Wanted to show some appreciation here for a respectful and intelligent discussion starter in a tricky arena. I especially like point #1. I have heard it this way: When military endeavors fail, we don't blame the soldiers. We blame the system. The decision-makers. The policy. Then why do those on the front lines get attacked in education? We have a broken system and kids are paying for it. But so are educators.

Ryan Morgan
May 10, 2011

Some good points here, but #4 is kind of silly. Many teachers have this halo effect that they are worth much more than they are, even when they are tons of out-of-work teachers who would love to take their job at their current pay. To make unions unnecessary, you'd have to pay these teachers what they THINK they are worth. And no local government in the country has that much money.

Aimeelynn77
May 10, 2011

I am a special education aide at a public middle school in the mid west. I offer a big "Amen" and an even bigger "Thank You" to Bill for a very intelligent and thoughtful posting. He hit the nail on the head on all points.

Maureenherring
May 11, 2011

As an educator, thanks for #1.

While it's true that solutions do take time, I think we need a more nimble process for implementing reform. It takes so long to gather and aggregate data, decide what to do, decide how to implement the reform, determine how to measure it and how to allocate funds based on the measurement that by the time the reform is implemented newer and more pressing problems have arisen or better solutions have been developed. And trying to back out of a reform that's not working can be even more involved.

Lots can be learned when teachers lecture and students work alone, but classroom learning needs to reflect the collaborative and adaptive skills students need to function in 21st century work environments and social settings. On top of that students need better technology, schools need better technology support and teachers need better technology training.

While a recent Harvard study showed that students from states with teacher's unions out-performed students from non-union states, it's not all about the money. Private schools educate students with fewer dollars per student while paying teachers significatntly less than their public schools counterparts yet, according to a Time study, private school students consistently outperform public school students on tests like the SAT that measure critical thinking. Perhaps class size, teacher autonomy, professional respect, or teacher motivation are driving factors rather than money.

Private school students are generally from homes where education is highly valued and parents are more involved. The community and environment the student experiences outside school is influential. For many lower income students the information and experiences encountered at school fits nowhere in their social context. Studies show that equipping communities to support its students outside school walls is key. If solutions for all God's children need to be found then God's children need to donate, volunteer, mentor and pray.

Brooklyn Cravens
May 11, 2011

If you slip up and say something lame or unintelligent in a discussion on education, you can always default to, "teachers should get paid more!" Although I do think they should get more pay.

My favorite point was #4. When you come to the fact that unions, in all honesty, are unnecessary for the economy to work, it becomes easier to live/work without them.

■ Material provided ■
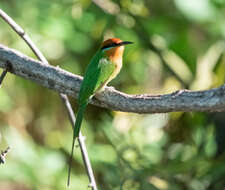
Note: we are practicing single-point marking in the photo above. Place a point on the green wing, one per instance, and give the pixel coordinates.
(98, 72)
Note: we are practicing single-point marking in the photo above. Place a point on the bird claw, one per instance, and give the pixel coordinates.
(111, 87)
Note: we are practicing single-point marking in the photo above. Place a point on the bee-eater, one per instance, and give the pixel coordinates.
(104, 66)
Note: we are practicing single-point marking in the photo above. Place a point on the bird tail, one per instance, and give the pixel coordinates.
(76, 131)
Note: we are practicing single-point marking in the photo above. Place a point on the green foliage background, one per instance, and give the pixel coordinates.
(178, 44)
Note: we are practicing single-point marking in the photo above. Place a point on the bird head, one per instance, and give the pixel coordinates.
(114, 47)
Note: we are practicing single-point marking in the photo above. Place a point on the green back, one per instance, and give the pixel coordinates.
(97, 73)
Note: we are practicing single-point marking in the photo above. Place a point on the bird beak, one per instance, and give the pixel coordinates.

■ Direction 1 ■
In two sentences, summarize the comments on education reform.
■ Direction 2 ■
Extend the comments on education reform with one more comment that follows the last one shown.
The data above come from a separate source.

■ Exercise output 1 ■
Commenters respond to a posting on education, and several praise its first point, with one comparing the issue to failed military efforts in which the system, not the soldiers, takes the blame. Others disagree about point #4 on unions and teacher pay, and one commenter argues for a more nimble reform process, better technology, and communities that support students outside school.

■ Exercise output 2 ■
Dan
May 12, 2011

Does anybody else believe that "education reform" needs to start with bringing the Bible back into the classrooms? Webster's 1828 dictionary defines:


EDUCA'TION, n. [L. educatio.] The bringing up, as of a
child, instruction; formation of manners. Education comprehends all that
series of instruction and discipline which is intended to enlighten the
understanding, correct the temper, and form the manners and habits of
youth, and fit them for usefulness in their future stations. To give
children a good education in manners, arts and science, is important; to
give them a religious education is indispensable; and an immense
responsibility rests on parents and guardians who neglect these duties.When it says that "a religious education is indispensable", it's not talking about secular humanism, which is what you get in our schools today. People make such a huge issue of the separation of church and state and yet our tax dollars are being used to teach millions of children the religion of humanism. You can see the results of this indoctrination all around you in the crime rates, the loss of respect for life as evidenced by the fact that over 3000 babies are aborted in America every day, the growing antagonism towards Christianity and anything even remotely resembling an acknowledgment of our Christian heritage, etc. Our tax dollars are being used to teach our children about false gods, that there are many gods, that we are god, anything can be a god except the Triune God, especially the Lord Jesus Christ. We as parents will be held accountable by God for what we teach our children, whether we teach it to them or it's taught to them by whomever we choose to give our children over to, they are our responsibility, our blessing. I strongly encourage people to think about what you want your children to be learning. We, as Christians, are called to be holy, separate, set apart. Do not pursue the things of this world, don't do things the way unbelievers do them. Are we supposed to conform to the patterns of this lost world? Or are we to be transformed by the renewing of our minds?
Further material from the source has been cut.